Work instructions:
Your answer should be a single number: how many lines in the data below hold the string "edmond".

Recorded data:

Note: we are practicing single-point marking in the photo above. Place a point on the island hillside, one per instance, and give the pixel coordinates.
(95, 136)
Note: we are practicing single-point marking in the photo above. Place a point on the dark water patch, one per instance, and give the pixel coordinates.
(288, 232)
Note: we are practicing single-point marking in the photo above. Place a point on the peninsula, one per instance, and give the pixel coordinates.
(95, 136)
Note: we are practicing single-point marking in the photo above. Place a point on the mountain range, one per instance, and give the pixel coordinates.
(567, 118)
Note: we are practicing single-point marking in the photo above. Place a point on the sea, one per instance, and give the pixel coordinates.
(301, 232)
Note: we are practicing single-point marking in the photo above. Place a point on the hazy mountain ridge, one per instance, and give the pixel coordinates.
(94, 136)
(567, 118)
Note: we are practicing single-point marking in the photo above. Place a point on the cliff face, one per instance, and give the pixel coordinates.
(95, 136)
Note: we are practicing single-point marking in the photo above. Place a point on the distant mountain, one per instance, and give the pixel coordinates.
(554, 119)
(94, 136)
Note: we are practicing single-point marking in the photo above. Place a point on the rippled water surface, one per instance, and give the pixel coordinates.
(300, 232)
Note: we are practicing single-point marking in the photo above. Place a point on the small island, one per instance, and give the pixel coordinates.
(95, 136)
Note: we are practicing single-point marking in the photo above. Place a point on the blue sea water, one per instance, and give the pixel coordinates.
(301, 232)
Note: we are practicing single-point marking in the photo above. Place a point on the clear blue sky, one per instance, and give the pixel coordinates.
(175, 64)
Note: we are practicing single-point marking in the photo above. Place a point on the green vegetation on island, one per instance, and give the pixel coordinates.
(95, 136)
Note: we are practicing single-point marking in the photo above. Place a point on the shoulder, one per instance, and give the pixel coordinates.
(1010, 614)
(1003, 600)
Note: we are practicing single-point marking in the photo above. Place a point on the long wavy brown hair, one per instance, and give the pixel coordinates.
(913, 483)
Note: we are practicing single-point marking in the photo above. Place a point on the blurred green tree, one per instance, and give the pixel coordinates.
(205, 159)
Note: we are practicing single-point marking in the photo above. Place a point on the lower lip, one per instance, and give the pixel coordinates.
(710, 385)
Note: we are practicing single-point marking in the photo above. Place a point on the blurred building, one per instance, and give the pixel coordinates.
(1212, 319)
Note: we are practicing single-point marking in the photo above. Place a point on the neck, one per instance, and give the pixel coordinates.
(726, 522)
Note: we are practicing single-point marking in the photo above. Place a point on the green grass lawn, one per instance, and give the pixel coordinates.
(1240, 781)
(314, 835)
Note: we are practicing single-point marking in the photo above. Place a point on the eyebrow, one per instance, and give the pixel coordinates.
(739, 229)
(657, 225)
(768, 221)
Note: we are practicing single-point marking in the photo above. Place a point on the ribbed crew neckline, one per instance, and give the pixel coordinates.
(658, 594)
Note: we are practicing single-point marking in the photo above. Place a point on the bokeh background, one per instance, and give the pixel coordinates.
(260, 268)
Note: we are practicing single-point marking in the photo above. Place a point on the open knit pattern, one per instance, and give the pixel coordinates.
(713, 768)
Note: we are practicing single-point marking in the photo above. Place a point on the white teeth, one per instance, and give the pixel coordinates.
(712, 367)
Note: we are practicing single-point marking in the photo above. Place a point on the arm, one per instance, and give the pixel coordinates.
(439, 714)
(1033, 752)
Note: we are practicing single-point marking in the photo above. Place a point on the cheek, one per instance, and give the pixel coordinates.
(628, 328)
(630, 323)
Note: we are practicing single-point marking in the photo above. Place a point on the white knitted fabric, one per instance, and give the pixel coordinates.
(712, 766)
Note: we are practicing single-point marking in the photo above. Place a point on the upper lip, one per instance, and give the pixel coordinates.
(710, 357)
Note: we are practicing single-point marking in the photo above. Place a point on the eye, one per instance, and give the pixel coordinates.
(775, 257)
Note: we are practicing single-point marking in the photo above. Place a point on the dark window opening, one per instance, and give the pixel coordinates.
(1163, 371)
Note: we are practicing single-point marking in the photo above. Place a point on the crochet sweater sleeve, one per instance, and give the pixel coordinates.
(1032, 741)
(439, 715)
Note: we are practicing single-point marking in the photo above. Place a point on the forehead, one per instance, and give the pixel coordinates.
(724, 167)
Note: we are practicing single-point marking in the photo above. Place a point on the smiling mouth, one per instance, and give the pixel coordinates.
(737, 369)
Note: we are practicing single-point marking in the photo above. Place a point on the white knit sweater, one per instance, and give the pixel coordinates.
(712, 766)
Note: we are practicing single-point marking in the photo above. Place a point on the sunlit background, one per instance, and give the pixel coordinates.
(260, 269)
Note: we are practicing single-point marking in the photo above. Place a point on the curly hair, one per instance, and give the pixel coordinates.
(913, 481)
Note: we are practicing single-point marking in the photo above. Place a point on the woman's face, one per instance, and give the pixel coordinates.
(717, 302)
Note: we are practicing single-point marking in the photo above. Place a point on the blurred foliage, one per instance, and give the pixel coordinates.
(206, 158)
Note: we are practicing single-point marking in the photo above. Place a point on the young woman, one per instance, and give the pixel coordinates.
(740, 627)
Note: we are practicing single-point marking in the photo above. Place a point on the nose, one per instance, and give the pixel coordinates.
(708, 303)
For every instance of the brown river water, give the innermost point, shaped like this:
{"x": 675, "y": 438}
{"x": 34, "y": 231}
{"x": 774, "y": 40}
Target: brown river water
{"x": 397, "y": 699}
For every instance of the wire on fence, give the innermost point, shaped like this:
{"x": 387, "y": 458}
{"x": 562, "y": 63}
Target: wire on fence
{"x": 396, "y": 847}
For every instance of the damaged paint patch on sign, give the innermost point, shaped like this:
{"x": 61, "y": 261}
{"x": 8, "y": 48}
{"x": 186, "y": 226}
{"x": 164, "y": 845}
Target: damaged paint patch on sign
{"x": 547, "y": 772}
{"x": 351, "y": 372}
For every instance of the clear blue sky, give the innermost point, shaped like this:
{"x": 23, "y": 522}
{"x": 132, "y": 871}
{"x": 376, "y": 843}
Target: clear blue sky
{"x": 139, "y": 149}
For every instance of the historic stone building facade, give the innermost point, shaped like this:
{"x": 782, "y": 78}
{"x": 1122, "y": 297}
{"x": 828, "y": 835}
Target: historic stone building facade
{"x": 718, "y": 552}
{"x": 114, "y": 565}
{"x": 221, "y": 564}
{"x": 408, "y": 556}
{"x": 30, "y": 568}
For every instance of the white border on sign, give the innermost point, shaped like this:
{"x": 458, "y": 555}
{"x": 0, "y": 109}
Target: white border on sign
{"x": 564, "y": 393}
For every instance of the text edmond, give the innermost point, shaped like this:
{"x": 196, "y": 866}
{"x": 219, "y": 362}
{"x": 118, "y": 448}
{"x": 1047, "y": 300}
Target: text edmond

Finished task:
2